**Requests:**
a) Extract the passage of the court judgment below from "ii.no finding was made as" up to and including "with his livelihood.", copying it word for word.
b) Write what comes next in the court judgment on the WZARU immigration case below, starting right after its last sentence.

**Document extract:**
** BEGIN **
WZARU v Minister for Immigration

Case

[2013] FCCA 1513

8 October 2013


FEDERAL CIRCUIT COURT OF AUSTRALIA

WZARU v MINISTER FOR IMMIGRATION & ANOR [2013] FCCA 1513
Catchwords:
MIGRATION – Application for review of Refugee Review Tribunal decision – whether Tribunal had evidence to justify findings – whether Tribunal erred in consideration of applicant’s potential risks in travel in Afghanistan – no jurisdictional error found. 
Legislation:  
Migration Act 1958
Applicant: WZARU
First Respondent: MINISTER FOR IMMIGRATION AND BORDER PROTECTION

Second Respondent:

REFUGEE REVIEW TRIBUNAL

File Number: PEG 265 of 2012
Judgment of: Judge Burchardt
Hearing date: 24 July 2013
Date of Last Submission: 24 July 2013
Delivered at: Melbourne (via video link to Perth)
Delivered on: 8 October 2013

REPRESENTATION

Counsel for the Applicant: Mr Carter
Solicitors for the Applicant: CASE for Refugee
Counsel for the First Respondent: Mr MacIver
Solicitors for the Respondents: Australian Government Solicitor

ORDERS

  1. Pursuant to r.701 of the Federal Circuit Court Rules 2001 (Cth), the name of the first respondent be amended to “Minister for Immigration and Border Protection”.

  2. The application be dismissed. 

  3. The applicant pay the first respondent’s costs fixed in the sum of $6,646.00. 

FEDERAL CIRCUIT COURT OF AUSTRALIA

AT PERTH

PEG 265 of 2012

WZARU

Applicant

And

MINISTER FOR IMMIGRATION AND BORDER PROTECTION

First Respondent

REFUGEE REVIEW TRIBUNAL

Second Respondent

REASONS FOR JUDGMENT

  1. The applicant seeks judicial review of a decision of the Refugee Review Tribunal (“Tribunal”) dated 25 September 2012, by which the Tribunal affirmed a decision of a delegate of the Minister not to grant the applicant a Protection (Class XA) visa. 

  2. The applicant’s Substituted Amended Application filed 1 March 2013 lists two grounds of application.  The first ground essentially relates to the findings the Tribunal made about what the applicant would do if he were to return to Afghanistan by way of employment and whether such employment would expose him to risk of persecution.  The second ground relates to the findings the Tribunal made about the applicant’s capacity to return to his home near Jaghori and whether or not this likewise constituted jurisdictional error. 

  3. For the reasons that follow, I do not think that the Tribunal fell into error, and it follows that the application must be dismissed. 

Ground 1 - In finding (at paragraph 115 of its reasons for decision) that the applicant did not need to travel on insecure roads linking Jaghori to the Kabul-to-Kandahar Highway to earn a livelihood (because a secure alternative route was available), the second respondent fell into jurisdictional error in that:

a.there was no evidentiary basis for that finding because:

i.no finding was made as to how the applicant would earn a livelihood if he were to return to Afghanistan;

ii.no finding was made as to the applicant’s need to travel for such a livelihood;

iii.no finding was made that the secure alternative route could be used for such livelihood;

b.the second respondent asked the wrong question, namely whether the applicant could avoid persecution in respect of travel associated with his livelihood, rather than whether the applicant had a well-founded fear of persecution in respect of travel associated with his livelihood.
** END **
**Data extract:**
** BEGIN **
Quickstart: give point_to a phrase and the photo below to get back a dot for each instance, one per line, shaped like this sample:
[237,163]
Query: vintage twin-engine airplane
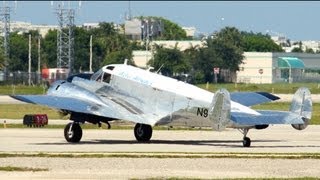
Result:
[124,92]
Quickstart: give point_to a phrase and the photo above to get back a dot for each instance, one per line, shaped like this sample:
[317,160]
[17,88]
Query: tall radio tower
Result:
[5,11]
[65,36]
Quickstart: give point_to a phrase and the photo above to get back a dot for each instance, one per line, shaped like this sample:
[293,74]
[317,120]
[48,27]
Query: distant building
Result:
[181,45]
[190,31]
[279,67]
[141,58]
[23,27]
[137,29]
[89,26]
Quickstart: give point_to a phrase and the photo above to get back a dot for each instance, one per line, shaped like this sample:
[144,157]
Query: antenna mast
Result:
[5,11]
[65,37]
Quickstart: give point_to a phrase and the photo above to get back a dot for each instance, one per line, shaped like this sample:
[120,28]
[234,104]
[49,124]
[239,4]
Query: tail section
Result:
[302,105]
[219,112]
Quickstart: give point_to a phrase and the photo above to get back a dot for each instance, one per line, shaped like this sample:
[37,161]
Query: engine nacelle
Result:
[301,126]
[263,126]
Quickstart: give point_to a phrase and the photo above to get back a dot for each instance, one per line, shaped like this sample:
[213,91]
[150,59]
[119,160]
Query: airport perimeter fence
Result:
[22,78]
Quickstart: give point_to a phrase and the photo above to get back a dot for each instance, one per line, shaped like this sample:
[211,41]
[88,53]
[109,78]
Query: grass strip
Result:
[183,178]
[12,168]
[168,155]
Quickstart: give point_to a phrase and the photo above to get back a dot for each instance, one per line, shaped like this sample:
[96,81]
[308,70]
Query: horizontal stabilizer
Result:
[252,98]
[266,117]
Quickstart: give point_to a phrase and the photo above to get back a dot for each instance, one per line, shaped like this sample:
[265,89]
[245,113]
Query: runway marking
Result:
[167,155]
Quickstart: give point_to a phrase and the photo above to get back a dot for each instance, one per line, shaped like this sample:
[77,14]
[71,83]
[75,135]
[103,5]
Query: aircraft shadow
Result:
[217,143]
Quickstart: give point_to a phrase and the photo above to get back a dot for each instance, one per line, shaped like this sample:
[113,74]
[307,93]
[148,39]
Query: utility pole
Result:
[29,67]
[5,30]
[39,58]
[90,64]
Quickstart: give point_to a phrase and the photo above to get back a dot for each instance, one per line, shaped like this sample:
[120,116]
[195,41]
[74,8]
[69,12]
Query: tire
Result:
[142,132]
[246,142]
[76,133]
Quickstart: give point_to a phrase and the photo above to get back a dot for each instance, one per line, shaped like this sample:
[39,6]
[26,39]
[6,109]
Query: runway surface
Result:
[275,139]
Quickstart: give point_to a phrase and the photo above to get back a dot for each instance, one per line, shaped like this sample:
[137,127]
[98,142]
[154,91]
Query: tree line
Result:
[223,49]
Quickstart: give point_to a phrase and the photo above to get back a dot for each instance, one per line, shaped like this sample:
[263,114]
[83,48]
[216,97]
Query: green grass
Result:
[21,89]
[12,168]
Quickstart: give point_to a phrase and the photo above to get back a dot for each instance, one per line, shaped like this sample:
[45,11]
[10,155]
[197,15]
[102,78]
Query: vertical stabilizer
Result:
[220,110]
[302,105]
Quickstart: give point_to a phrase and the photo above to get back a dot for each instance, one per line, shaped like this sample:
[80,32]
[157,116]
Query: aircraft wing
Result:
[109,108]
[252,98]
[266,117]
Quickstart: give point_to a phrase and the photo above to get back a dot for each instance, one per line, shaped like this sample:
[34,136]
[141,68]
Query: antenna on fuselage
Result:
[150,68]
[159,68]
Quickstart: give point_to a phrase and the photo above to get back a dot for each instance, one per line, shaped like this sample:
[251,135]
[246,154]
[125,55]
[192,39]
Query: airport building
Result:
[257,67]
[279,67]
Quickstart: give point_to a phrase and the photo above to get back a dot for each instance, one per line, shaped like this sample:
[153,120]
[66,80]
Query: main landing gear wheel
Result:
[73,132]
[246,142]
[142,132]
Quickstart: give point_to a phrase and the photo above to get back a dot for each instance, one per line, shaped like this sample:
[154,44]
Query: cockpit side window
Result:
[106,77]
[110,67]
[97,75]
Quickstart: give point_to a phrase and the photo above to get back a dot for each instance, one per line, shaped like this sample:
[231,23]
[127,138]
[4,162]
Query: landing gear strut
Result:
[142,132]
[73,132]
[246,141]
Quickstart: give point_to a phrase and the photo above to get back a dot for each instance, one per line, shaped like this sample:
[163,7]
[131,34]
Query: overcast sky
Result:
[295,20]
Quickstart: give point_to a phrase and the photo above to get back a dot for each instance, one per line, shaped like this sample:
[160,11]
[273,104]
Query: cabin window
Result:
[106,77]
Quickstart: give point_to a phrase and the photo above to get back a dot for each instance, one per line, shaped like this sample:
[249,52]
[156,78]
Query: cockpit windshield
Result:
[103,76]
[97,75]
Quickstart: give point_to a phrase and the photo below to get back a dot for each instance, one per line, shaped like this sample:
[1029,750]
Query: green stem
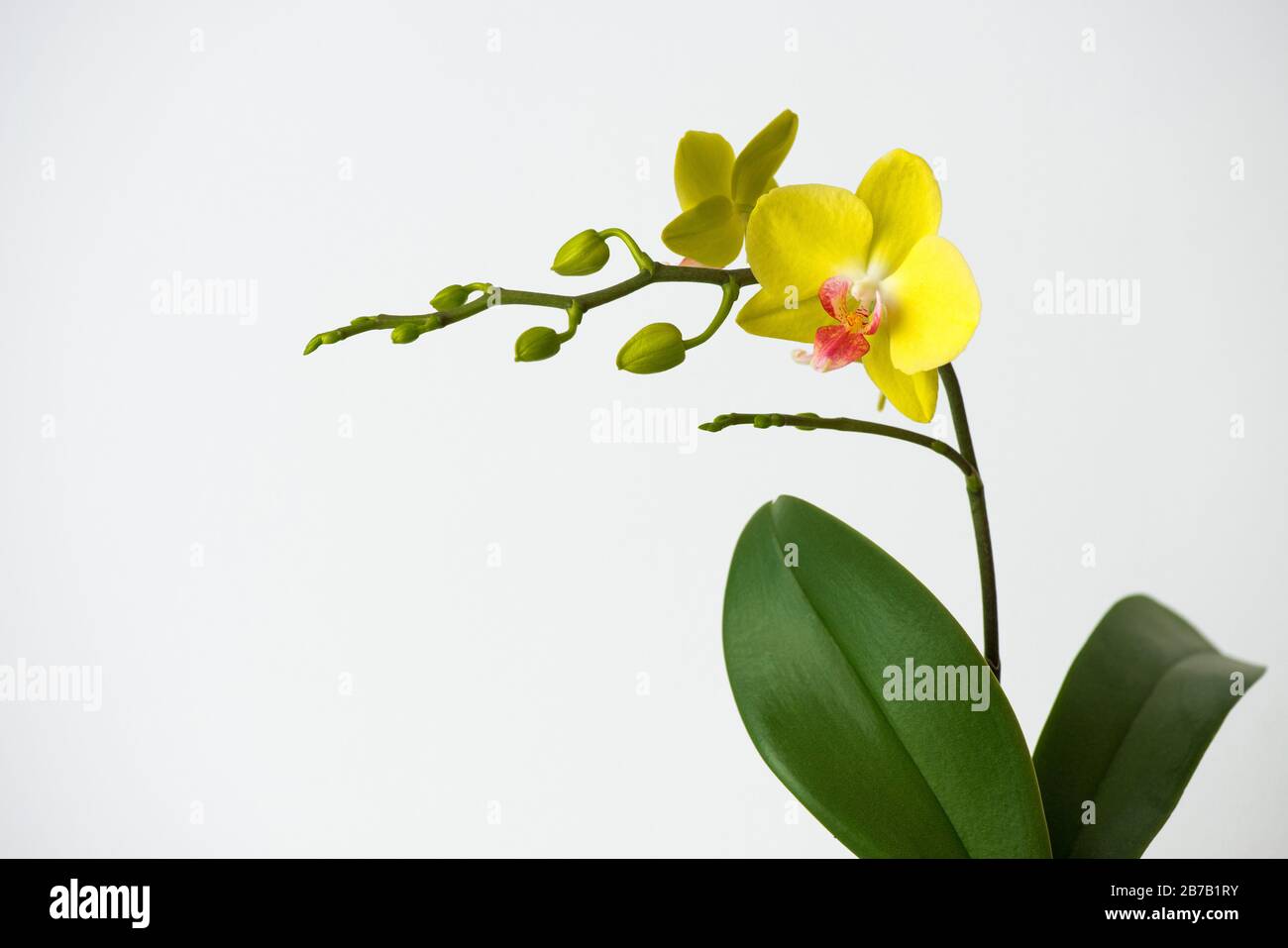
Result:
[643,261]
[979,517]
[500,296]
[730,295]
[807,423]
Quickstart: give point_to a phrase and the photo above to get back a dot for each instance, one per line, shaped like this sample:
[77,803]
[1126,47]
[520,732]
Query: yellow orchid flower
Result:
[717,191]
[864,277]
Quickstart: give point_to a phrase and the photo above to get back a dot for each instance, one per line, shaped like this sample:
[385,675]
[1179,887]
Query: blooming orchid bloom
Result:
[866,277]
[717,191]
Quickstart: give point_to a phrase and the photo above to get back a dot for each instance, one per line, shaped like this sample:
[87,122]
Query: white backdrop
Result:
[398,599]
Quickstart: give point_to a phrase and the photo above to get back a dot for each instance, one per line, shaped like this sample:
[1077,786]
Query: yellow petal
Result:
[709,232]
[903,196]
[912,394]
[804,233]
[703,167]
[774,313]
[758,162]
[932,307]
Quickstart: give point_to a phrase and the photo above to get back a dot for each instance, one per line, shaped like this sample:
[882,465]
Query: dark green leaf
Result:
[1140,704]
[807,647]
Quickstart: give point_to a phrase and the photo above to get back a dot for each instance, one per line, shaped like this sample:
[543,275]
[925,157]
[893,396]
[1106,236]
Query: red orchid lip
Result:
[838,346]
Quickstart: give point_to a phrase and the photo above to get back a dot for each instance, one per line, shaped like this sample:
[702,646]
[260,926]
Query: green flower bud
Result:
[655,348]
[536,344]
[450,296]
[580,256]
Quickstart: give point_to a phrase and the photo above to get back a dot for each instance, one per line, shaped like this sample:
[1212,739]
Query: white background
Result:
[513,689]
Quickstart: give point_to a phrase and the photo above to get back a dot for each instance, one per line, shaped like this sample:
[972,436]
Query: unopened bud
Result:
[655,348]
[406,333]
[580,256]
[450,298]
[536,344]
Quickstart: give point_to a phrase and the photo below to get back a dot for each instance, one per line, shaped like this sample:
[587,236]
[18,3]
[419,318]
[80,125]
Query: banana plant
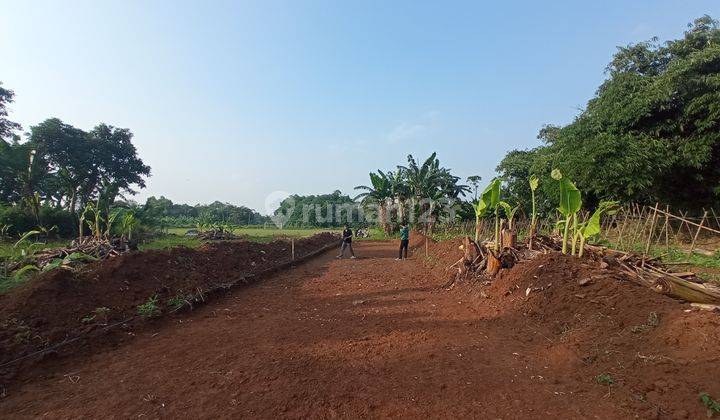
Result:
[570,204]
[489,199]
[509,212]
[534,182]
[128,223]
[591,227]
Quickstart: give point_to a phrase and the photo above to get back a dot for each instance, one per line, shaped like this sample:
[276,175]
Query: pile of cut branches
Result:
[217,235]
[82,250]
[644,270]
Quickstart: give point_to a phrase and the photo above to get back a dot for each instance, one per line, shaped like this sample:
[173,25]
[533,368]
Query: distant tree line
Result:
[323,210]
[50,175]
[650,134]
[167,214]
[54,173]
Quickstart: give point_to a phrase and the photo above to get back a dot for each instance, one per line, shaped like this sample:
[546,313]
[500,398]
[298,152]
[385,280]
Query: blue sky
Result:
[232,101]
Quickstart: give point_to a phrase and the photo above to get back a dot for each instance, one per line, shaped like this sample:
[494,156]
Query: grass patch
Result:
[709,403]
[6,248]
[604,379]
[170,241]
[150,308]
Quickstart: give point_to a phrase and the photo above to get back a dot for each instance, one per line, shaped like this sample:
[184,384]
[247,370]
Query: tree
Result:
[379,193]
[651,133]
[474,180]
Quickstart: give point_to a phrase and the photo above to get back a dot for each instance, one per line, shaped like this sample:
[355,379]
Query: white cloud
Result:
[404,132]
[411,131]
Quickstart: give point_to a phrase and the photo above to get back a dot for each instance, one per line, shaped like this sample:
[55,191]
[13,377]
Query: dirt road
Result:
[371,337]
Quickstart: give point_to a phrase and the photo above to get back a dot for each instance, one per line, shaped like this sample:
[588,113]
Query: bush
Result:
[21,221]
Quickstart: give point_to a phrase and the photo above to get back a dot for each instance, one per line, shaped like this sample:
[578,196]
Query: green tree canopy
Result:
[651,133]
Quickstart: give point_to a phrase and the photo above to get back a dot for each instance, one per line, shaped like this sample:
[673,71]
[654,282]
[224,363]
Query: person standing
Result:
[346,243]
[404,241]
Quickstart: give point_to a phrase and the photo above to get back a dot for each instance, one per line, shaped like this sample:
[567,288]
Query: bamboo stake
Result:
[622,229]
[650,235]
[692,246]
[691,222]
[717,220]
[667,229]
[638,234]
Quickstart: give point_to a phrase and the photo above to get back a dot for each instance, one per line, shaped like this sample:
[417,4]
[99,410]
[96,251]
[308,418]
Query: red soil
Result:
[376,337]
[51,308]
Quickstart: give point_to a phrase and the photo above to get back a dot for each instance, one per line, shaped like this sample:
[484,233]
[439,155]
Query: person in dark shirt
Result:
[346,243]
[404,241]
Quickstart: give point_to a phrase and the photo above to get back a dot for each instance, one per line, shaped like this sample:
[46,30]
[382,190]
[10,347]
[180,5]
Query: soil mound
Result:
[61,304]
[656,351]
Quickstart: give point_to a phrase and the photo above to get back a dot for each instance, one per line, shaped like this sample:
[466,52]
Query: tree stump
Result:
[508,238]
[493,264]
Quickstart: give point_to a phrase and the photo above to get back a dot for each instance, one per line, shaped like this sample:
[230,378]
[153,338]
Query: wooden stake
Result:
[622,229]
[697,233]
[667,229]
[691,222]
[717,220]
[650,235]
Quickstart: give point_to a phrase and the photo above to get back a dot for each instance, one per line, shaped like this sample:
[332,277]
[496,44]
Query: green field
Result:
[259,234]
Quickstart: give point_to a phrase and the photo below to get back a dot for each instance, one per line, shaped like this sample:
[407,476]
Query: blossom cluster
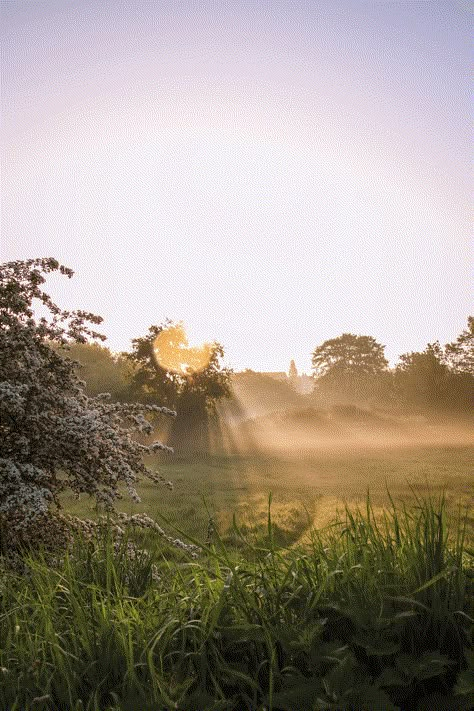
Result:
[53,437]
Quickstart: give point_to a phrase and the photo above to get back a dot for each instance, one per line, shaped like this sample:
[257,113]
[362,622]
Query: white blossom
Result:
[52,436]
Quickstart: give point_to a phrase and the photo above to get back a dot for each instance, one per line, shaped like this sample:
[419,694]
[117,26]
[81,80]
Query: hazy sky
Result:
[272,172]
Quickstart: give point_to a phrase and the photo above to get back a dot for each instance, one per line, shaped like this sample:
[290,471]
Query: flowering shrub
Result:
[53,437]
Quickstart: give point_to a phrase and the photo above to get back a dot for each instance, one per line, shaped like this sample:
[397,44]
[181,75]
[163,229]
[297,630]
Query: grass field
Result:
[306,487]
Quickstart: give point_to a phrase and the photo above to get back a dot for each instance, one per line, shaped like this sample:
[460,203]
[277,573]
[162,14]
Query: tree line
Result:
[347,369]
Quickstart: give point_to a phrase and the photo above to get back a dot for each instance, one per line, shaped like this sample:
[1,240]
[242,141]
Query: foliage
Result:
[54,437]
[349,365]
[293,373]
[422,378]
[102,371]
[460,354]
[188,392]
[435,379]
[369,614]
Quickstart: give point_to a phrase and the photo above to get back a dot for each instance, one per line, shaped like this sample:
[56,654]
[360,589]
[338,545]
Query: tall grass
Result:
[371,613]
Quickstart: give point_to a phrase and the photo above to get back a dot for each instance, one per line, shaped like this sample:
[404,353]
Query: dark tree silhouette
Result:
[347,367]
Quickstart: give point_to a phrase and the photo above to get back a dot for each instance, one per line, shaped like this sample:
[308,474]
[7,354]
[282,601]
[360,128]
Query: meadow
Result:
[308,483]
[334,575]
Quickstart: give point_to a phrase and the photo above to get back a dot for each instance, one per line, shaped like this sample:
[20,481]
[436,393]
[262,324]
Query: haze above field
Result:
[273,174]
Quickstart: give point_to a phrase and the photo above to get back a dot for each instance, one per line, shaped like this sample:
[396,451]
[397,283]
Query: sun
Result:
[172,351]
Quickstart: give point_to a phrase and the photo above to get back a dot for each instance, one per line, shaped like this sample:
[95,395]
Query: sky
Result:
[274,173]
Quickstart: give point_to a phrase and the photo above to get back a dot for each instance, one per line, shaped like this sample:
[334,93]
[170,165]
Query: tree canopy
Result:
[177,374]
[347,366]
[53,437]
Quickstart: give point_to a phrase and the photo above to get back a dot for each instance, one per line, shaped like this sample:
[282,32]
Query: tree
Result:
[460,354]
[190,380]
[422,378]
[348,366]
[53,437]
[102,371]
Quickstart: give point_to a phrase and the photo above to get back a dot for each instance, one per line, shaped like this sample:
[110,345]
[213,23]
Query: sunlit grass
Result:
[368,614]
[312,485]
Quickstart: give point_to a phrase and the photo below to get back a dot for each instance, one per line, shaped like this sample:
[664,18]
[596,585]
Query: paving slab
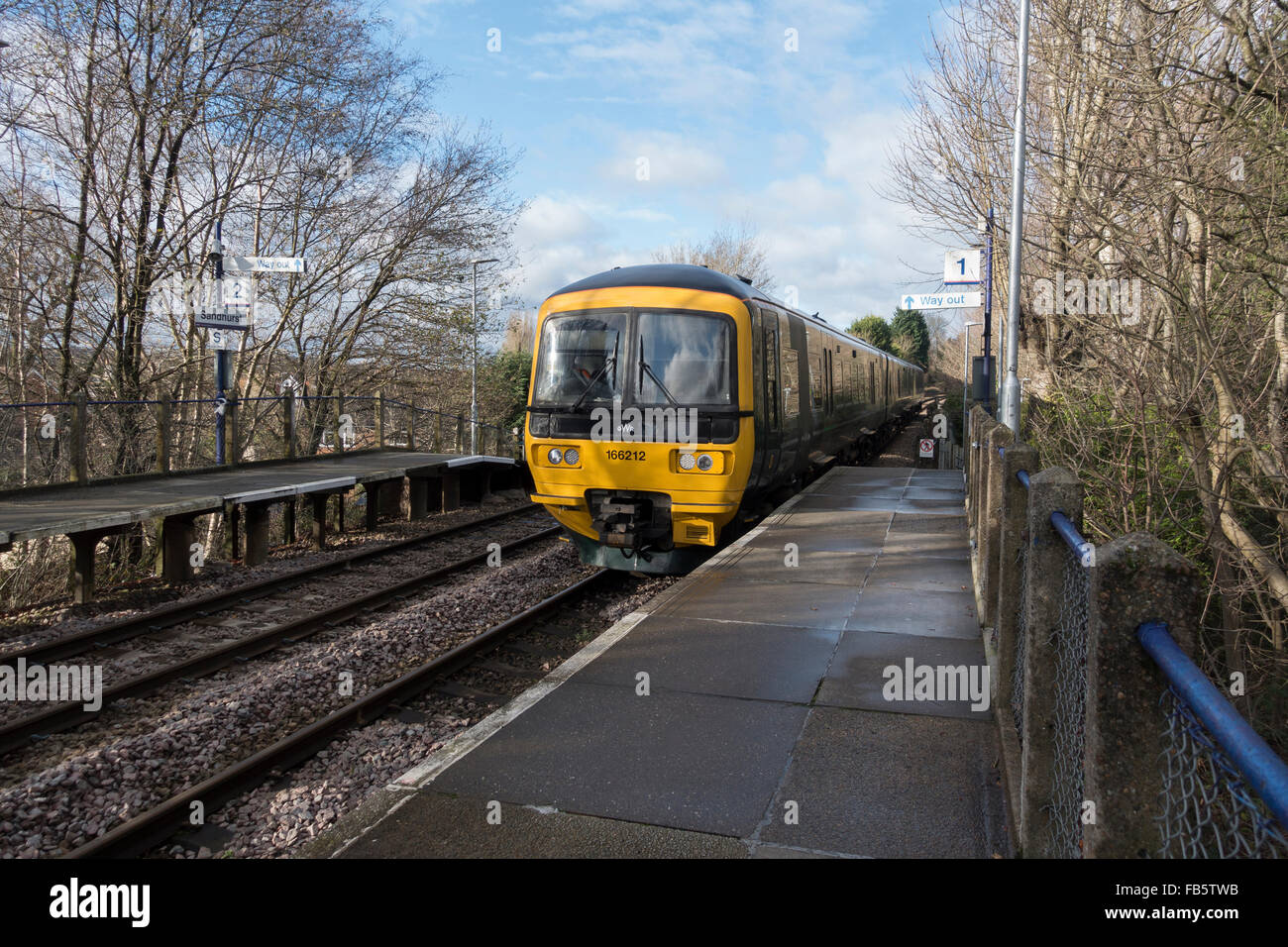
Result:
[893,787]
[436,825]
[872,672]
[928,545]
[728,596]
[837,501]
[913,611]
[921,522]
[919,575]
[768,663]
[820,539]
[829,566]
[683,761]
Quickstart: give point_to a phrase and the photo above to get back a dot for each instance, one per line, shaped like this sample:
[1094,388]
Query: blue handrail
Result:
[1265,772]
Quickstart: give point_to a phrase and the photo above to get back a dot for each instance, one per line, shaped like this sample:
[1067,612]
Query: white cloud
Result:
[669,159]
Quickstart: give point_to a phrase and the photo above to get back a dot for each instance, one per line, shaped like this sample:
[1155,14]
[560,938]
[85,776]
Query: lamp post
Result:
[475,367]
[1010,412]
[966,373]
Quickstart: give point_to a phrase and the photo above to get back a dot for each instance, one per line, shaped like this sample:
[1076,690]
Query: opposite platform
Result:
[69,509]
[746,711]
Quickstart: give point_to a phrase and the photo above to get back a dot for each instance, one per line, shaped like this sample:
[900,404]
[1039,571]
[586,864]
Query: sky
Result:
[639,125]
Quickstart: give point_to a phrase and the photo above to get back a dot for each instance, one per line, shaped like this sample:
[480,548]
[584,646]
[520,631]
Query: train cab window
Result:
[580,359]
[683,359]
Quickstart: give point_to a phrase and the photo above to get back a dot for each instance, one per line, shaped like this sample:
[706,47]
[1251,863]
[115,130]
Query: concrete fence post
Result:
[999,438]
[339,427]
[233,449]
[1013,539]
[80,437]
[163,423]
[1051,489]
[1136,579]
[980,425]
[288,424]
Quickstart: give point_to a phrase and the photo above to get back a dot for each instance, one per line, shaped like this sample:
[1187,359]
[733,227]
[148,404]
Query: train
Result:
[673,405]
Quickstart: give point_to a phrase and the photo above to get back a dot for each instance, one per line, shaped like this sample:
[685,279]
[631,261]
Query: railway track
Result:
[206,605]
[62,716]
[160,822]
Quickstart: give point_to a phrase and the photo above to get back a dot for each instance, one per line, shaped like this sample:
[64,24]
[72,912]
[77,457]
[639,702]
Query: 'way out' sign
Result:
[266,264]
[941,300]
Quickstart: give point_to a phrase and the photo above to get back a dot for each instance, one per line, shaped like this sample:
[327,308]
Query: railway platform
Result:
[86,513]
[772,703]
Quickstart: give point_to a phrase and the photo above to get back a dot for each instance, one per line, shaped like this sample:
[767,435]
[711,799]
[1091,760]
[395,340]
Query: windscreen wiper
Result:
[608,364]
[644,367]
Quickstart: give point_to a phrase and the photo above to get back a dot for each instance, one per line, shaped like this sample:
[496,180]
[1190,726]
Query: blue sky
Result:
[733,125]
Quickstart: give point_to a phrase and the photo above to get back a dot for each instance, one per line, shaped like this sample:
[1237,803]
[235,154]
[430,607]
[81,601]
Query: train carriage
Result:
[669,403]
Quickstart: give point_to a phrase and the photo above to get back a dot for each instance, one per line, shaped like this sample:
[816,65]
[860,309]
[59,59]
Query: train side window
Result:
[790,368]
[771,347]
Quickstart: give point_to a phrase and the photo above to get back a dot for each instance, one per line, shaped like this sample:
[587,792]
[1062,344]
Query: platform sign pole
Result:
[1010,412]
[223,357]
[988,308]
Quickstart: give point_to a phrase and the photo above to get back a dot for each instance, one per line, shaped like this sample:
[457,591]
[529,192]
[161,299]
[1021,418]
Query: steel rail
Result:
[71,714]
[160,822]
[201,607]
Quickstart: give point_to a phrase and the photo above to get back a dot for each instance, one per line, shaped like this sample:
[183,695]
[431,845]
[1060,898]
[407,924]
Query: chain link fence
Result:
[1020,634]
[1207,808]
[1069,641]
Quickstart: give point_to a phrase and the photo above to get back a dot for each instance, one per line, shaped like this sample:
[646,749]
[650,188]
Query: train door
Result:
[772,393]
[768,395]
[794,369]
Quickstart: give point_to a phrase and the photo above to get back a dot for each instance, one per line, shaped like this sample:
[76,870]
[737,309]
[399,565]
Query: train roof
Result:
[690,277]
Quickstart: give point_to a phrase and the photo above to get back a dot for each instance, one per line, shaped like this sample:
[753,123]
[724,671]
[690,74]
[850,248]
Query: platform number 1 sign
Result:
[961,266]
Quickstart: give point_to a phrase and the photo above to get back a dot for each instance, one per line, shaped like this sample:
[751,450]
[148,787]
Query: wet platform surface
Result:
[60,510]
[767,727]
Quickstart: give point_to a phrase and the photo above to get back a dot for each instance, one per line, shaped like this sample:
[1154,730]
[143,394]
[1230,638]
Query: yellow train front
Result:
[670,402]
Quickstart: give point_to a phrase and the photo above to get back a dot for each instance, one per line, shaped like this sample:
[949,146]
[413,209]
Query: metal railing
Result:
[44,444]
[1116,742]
** END **
**Exercise responses:**
a)
ii.no finding was made as to the applicant’s need to travel for such a livelihood;

iii.no finding was made that the secure alternative route could be used for such livelihood;

b.the second respondent asked the wrong question, namely whether the applicant could avoid persecution in respect of travel associated with his livelihood, rather than whether the applicant had a well-founded fear of persecution in respect of travel associated with his livelihood.

b)
  1. Despite the way the ground of review is expressed, in both the applicant’s written Outline of Submissions and in the oral submissions made to the Court, the matter was presented very much on the footing that the Tribunal’s decision that the applicant would not need to travel on insecure roads linking Jaghori to the Kabul-to-Kandahar Highway had no evidentiary basis.  The aspect of ground 1b was traversed only briefly at paragraph 14 of the written submissions and was not given any emphasis at all in oral submissions.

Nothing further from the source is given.